══ 本文 ══

研究室でTeXを使う人が増えてきたので、少し書いてみる。
この文章は、TeXの文法や、具体的に使う方法を解説するものではない。その ような情報は、web上でいくらでも入手できる。
ここで解説するのは、戦略と、いくつかのTipsである。これを読めば、真の TeXnicianになれるわけではないにしても、そこへ到る道標を得ることができ るだろう。
分からない言葉があっても雰囲気だけ捉えてくれればよい。TeXを書くための 最低限の知識さえあれば、理解出来るように書いているつもりである。
なお、ここでは、TeXの中でも、主にLaTeXについて語る。今どき、plain TeX を使う人は、なかなかいないだろうし、使う必要が出てくるのは、真の TeXnicianに近づいてからのことであるから。
TeX初心者が陥りやすい罠のひとつは、自分の好みのレイアウトにしようとす る努力である。もちろん、TeXの表現能力はかなり高く、大抵のレイアウトは 実現可能である。しかし、好みのレイアウトにしようと思うと、かなりの努力 が必要になることが少なくない。何故か?
そもそもTeXは、写植の自動化を目指して作られたシステムである。そのため に、細かいレイアウトを考える必要性をできるだけ軽減するように作られてい る。ワードプロセッサとは、根本的な設計思想が異るのである。
TeXでは、レイアウトを可能な限りTeX任せにするのが正しい。その方が、自分 の好みよりも標準的な仕様に近くなる。レイアウトではなく、内容で勝負する 文章になるのである。
では、何に気をつけて書けばよいのだろうか?

═══

# 課題
**A.** 本文によると、TeXはそもそも何を目指して作られたシステムか。
**B.** 本文のうち、「この文章は、TeXの文法や、」から始まり「では、何に気をつけて書けばよいのだろうか?」までの部分を、一字も変えずに書き写しなさい。
本文だけを手がかりにすること。

══ データ項目 ══

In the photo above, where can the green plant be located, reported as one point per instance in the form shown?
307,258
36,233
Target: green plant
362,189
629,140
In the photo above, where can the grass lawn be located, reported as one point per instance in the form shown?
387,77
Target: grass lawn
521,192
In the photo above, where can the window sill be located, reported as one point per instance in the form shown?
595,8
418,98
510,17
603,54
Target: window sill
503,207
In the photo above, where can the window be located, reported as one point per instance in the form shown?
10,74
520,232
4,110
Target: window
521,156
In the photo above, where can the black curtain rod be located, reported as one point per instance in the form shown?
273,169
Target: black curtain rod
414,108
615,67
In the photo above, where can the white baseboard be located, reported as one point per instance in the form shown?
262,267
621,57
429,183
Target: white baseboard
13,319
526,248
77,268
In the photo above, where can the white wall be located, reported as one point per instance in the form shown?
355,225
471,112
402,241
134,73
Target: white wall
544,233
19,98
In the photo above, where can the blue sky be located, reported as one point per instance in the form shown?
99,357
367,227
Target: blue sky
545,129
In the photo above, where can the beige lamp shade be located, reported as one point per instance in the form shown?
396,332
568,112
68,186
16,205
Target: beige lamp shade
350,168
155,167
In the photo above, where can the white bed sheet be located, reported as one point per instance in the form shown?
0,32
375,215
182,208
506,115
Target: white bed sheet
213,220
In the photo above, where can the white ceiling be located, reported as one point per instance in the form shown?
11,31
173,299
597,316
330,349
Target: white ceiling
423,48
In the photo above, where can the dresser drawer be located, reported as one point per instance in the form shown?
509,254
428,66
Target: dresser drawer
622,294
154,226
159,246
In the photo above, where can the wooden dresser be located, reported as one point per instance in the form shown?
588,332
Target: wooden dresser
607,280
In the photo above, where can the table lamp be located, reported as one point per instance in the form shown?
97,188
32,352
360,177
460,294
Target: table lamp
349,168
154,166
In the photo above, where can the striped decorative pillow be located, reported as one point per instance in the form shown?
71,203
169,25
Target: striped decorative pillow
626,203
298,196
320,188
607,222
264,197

═══

# 解答
**A.** 写植の自動化を目指して作られたシステムである。

**B.**
この文章は、TeXの文法や、具体的に使う方法を解説するものではない。その ような情報は、web上でいくらでも入手できる。
ここで解説するのは、戦略と、いくつかのTipsである。これを読めば、真の TeXnicianになれるわけではないにしても、そこへ到る道標を得ることができ るだろう。
分からない言葉があっても雰囲気だけ捉えてくれればよい。TeXを書くための 最低限の知識さえあれば、理解出来るように書いているつもりである。
なお、ここでは、TeXの中でも、主にLaTeXについて語る。今どき、plain TeX を使う人は、なかなかいないだろうし、使う必要が出てくるのは、真の TeXnicianに近づいてからのことであるから。
TeX初心者が陥りやすい罠のひとつは、自分の好みのレイアウトにしようとす る努力である。もちろん、TeXの表現能力はかなり高く、大抵のレイアウトは 実現可能である。しかし、好みのレイアウトにしようと思うと、かなりの努力 が必要になることが少なくない。何故か?
そもそもTeXは、写植の自動化を目指して作られたシステムである。そのため に、細かいレイアウトを考える必要性をできるだけ軽減するように作られてい る。ワードプロセッサとは、根本的な設計思想が異るのである。
TeXでは、レイアウトを可能な限りTeX任せにするのが正しい。その方が、自分 の好みよりも標準的な仕様に近くなる。レイアウトではなく、内容で勝負する 文章になるのである。
では、何に気をつけて書けばよいのだろうか?